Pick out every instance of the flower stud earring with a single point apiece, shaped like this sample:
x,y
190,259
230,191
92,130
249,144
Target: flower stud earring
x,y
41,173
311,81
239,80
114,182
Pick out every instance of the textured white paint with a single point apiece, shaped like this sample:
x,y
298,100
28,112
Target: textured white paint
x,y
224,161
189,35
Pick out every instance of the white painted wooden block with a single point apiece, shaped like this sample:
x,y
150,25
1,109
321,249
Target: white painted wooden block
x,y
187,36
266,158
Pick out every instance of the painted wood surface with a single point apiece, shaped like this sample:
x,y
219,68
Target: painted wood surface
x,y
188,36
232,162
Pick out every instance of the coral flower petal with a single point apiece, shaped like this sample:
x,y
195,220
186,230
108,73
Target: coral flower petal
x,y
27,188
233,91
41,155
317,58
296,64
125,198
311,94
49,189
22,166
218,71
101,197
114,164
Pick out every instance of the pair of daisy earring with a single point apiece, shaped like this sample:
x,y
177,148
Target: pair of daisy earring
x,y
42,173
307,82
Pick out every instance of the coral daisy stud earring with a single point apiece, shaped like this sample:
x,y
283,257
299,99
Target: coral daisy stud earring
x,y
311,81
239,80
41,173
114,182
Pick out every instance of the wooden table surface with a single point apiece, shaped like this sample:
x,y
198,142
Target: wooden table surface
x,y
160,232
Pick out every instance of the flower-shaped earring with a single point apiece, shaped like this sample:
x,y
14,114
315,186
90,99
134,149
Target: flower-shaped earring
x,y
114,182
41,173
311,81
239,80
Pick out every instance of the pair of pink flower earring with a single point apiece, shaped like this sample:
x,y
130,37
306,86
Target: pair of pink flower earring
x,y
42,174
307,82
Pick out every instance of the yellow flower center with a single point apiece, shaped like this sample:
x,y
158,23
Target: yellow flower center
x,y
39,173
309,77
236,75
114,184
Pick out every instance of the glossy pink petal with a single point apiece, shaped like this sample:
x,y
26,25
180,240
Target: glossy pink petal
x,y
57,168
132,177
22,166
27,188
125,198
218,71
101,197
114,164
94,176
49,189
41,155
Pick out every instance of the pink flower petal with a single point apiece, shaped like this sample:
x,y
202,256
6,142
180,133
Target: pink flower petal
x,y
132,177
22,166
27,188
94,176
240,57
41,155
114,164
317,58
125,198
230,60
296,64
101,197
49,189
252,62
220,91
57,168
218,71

Your task :: Print exactly the lines from the one with "Pick out every instance of the white" through the end of the data, inclusive.

Result ::
Pick out every instance of the white painted wooden block with a single point apiece, shaped like this sample:
x,y
150,25
1,109
321,249
Target: white painted wooden block
x,y
187,36
266,158
Pick out every instance of the painted wood surface with a single point apiece, shaped like this sample:
x,y
219,68
Target: painted wood surface
x,y
188,36
232,162
Pick out every instance of the coral flower petal with a single point apiece, shaped like this sample:
x,y
195,220
186,230
108,73
Target: coral flower petal
x,y
27,188
233,91
41,155
317,58
296,64
125,198
311,94
49,189
22,166
218,71
101,197
114,164
Pick out every instance of the pair of daisy earring with a single point apiece, shaped like this sample:
x,y
177,148
Target: pair of daisy earring
x,y
42,173
307,82
Pick out every instance of the coral daisy stud earring with a single point apiece, shaped like this sample:
x,y
283,257
299,99
Target: coral daisy stud earring
x,y
311,81
239,80
41,173
114,182
Pick out every instance of the wooden table surface with a single point apiece, shaped like this sample:
x,y
198,142
Target: wooden table surface
x,y
160,232
Pick out every instance of the flower-shaped earring with a single point apiece, shaped like this sample:
x,y
14,114
315,186
90,99
134,149
Target: flower-shaped earring
x,y
114,182
41,173
311,81
239,80
Pick out every instance of the pair of pink flower earring with a single point apiece, shaped like this sample:
x,y
130,37
306,86
Target: pair of pink flower earring
x,y
42,174
307,82
Pick out every instance of the yellow flower center with a single point apiece, shaped like this sample:
x,y
158,23
Target: yellow flower center
x,y
39,173
309,77
236,75
114,184
Pick out every instance of the glossy pink petal with a single point apiece, shaped like this sample:
x,y
26,25
180,240
Target: glossy pink petal
x,y
57,168
132,177
22,166
27,188
125,198
218,71
101,197
114,164
94,176
49,189
41,155
Pick out every instance of the pink flower petal with a single point apiece, shaped like this sample:
x,y
202,256
6,142
180,133
Target: pink flower petal
x,y
132,177
22,166
27,188
94,176
240,57
41,155
114,164
317,58
125,198
230,60
296,64
101,197
49,189
252,62
220,91
57,168
218,71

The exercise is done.